**Lista pozycji:**
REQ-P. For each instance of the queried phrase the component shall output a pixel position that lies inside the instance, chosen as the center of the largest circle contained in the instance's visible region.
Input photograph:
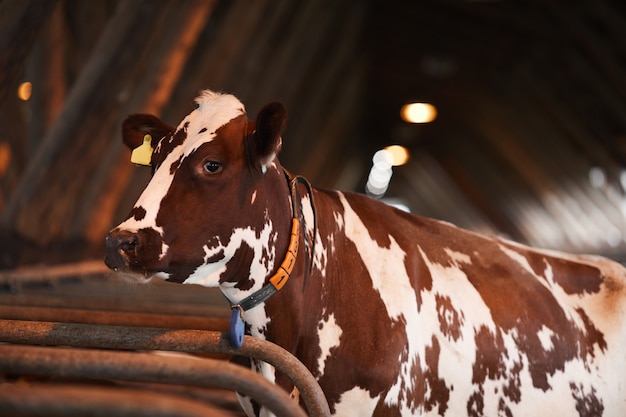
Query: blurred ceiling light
(418, 113)
(5, 157)
(399, 154)
(24, 91)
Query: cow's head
(217, 209)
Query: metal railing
(114, 351)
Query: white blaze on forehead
(214, 111)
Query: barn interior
(528, 141)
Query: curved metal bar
(193, 341)
(63, 401)
(147, 367)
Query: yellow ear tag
(142, 155)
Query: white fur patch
(329, 334)
(356, 399)
(214, 110)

**Zadanie:** Zapisz wszystkie powyższe pozycje jako listę JSON z napisami, po jednym na każdą linię, bez pustych linii. Obrazy pomiń w odpowiedzi.

**Odpowiedź na zadanie:**
[
  "REQ-P. For each instance of the queried phrase the component shall output a pixel position that lies inside the instance, chosen as the center of the largest circle contained in the instance's visible region.",
  "Input photograph:",
  "Query: blurred ceiling light",
  "(418, 113)",
  "(5, 157)",
  "(399, 154)",
  "(24, 91)",
  "Query: cow's head",
  "(217, 209)",
  "Query: metal railing",
  "(114, 351)",
  "Query: white blaze on forehead",
  "(214, 111)",
  "Query: barn interior",
  "(528, 141)",
  "Query: curved metal bar",
  "(193, 341)",
  "(63, 401)",
  "(147, 367)",
  "Query: yellow ear tag",
  "(142, 155)",
  "Query: white fur patch",
  "(329, 334)",
  "(356, 399)",
  "(214, 110)"
]